→ **Problem to solve**:
For each line of the listing that contains "solar", make a copy and return it.

→ **Task input**:
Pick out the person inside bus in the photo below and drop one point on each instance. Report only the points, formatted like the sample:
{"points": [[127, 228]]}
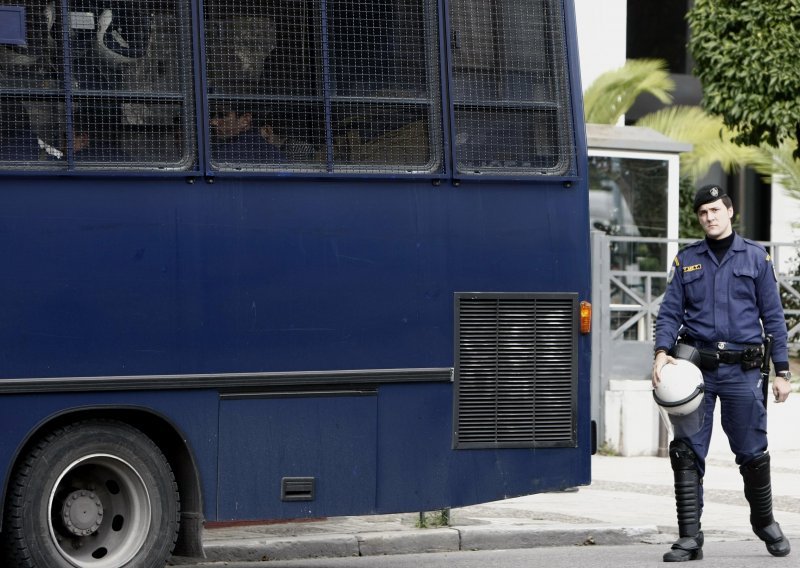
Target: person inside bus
{"points": [[94, 136], [18, 142], [237, 136]]}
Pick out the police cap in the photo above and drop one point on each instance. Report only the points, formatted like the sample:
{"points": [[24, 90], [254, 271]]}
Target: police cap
{"points": [[707, 194]]}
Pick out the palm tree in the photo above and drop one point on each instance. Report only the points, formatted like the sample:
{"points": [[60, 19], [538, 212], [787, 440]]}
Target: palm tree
{"points": [[613, 93]]}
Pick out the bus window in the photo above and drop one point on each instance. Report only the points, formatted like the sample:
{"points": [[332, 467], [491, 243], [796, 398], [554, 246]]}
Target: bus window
{"points": [[121, 101], [359, 101], [509, 88]]}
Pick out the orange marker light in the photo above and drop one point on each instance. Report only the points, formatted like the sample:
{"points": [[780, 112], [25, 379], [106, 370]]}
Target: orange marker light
{"points": [[586, 317]]}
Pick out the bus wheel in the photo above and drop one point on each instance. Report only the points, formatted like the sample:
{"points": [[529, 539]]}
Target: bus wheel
{"points": [[95, 494]]}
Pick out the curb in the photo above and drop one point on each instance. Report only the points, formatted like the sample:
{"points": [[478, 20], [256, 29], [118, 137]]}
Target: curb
{"points": [[452, 539]]}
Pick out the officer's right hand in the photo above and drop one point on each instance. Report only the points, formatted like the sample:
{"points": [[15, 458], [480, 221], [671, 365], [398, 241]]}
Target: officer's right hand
{"points": [[658, 364]]}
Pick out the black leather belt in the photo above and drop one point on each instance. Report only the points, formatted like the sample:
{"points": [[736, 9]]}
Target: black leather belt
{"points": [[720, 345], [725, 352]]}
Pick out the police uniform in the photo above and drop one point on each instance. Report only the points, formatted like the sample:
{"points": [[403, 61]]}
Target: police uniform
{"points": [[718, 306]]}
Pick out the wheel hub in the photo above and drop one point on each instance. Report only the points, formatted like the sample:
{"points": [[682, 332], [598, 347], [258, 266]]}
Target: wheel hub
{"points": [[82, 512]]}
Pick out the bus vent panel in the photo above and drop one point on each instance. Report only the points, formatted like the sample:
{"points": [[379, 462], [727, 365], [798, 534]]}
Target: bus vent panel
{"points": [[515, 370]]}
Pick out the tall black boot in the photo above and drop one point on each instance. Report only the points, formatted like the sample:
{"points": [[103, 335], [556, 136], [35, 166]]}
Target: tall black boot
{"points": [[687, 501], [758, 491]]}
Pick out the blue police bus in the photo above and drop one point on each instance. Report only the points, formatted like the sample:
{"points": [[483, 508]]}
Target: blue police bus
{"points": [[273, 259]]}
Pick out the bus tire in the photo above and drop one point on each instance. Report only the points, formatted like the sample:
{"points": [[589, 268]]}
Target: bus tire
{"points": [[94, 494]]}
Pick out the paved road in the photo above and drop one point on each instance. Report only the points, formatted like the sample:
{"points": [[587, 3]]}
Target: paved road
{"points": [[630, 501], [728, 554]]}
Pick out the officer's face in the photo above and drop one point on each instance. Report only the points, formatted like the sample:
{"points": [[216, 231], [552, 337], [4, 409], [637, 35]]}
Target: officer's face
{"points": [[715, 219]]}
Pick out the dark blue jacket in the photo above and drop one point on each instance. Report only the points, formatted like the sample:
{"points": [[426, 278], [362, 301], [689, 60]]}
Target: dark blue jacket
{"points": [[248, 147], [712, 301]]}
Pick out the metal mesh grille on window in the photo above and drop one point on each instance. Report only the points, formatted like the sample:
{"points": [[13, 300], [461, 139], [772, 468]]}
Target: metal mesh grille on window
{"points": [[511, 101], [353, 88], [104, 85]]}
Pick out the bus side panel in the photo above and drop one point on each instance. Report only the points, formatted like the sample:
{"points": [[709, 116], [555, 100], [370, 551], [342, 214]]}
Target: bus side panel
{"points": [[264, 441], [416, 435], [193, 413], [255, 275]]}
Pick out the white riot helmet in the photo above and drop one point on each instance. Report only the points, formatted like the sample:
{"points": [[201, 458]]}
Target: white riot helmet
{"points": [[681, 389], [681, 392]]}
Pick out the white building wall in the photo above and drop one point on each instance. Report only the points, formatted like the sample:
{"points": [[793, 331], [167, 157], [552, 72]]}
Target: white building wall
{"points": [[601, 36], [785, 217]]}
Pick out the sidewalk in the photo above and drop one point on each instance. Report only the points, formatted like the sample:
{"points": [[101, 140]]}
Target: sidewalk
{"points": [[630, 500]]}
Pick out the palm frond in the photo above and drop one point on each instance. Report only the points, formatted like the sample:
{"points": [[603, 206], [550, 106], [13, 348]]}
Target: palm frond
{"points": [[712, 141], [613, 93]]}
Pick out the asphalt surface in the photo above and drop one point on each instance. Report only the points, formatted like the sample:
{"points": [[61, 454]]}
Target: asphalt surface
{"points": [[630, 501]]}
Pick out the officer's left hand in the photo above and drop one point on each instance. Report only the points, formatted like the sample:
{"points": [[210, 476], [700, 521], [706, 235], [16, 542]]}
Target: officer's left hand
{"points": [[781, 389]]}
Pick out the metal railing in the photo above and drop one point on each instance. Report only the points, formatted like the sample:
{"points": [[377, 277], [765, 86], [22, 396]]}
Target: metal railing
{"points": [[629, 277]]}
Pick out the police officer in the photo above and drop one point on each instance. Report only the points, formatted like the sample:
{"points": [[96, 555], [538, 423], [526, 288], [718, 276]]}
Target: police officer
{"points": [[721, 296]]}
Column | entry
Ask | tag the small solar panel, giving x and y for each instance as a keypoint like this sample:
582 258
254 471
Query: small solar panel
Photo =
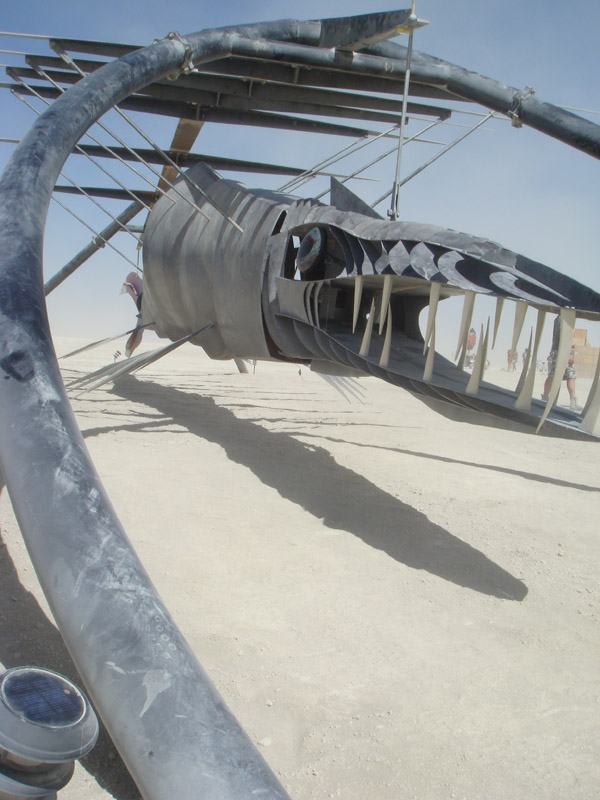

→ **Answer space**:
Ask | tag the small solar panel, giving x and y for each instance as a keypoint like this sample:
Query: small solar panel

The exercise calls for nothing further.